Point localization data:
== Segment start ==

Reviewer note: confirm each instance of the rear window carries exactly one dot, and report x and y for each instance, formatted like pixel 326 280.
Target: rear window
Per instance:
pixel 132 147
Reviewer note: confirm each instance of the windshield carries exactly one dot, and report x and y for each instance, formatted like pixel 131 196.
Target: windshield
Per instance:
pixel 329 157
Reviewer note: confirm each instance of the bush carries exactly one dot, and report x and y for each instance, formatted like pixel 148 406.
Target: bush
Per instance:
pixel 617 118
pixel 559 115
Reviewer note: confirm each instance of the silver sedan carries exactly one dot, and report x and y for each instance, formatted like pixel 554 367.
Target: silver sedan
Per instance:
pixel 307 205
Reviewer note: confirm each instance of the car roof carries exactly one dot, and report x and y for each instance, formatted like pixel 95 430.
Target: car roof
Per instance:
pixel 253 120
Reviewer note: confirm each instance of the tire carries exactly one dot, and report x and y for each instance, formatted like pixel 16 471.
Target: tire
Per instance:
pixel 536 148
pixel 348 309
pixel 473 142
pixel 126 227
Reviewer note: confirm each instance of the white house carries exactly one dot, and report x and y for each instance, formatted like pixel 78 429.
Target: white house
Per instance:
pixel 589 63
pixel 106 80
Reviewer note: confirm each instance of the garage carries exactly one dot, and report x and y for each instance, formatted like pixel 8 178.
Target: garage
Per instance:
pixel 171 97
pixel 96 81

== Segment end ==

# AIM OF THE EXERCISE
Using the exact wording, transcribe all the records above.

# SOLUTION TO THIS TASK
Reviewer note: confirm each instance of the rear window carries exactly one dot, and report x and y for each instance, formatted like pixel 326 280.
Target: rear window
Per instance:
pixel 132 147
Reviewer note: confirm each instance of the windshield carries exactly one dot, and report x and y for each instance, formatted like pixel 131 196.
Target: windshield
Per instance:
pixel 329 157
Reviewer note: confirm each instance of the bush carries exactly one dot, and report x and y for each instance, formatted like pixel 148 406.
Target: bush
Per instance:
pixel 617 118
pixel 559 115
Reviewer note: confirm each instance of the silver sedan carries exactly one dot, and report x and y for each instance, formatted like pixel 554 367.
Target: silver sedan
Per instance:
pixel 307 205
Reviewer note: confirm each instance of the car roof carries exactly one dot, and report x and y for each instance, formatted like pixel 95 430.
Target: car roof
Per instance:
pixel 253 120
Reviewer note: confirm each instance of the tire carries exactly one dot, and report x and y for each instance, formatted like pixel 16 471.
Target: tire
Per instance:
pixel 536 148
pixel 348 309
pixel 473 142
pixel 126 227
Reviewer note: confirm each instance of the white house carries exactly one dot, and report x and y for each instance, formatted like pixel 78 429.
Target: white house
Per instance:
pixel 589 63
pixel 106 80
Reviewer note: confirm each instance of the garage carries exactly one dot, and report x and y for each instance, formatted like pixel 8 178.
Target: garage
Per instance:
pixel 171 97
pixel 96 81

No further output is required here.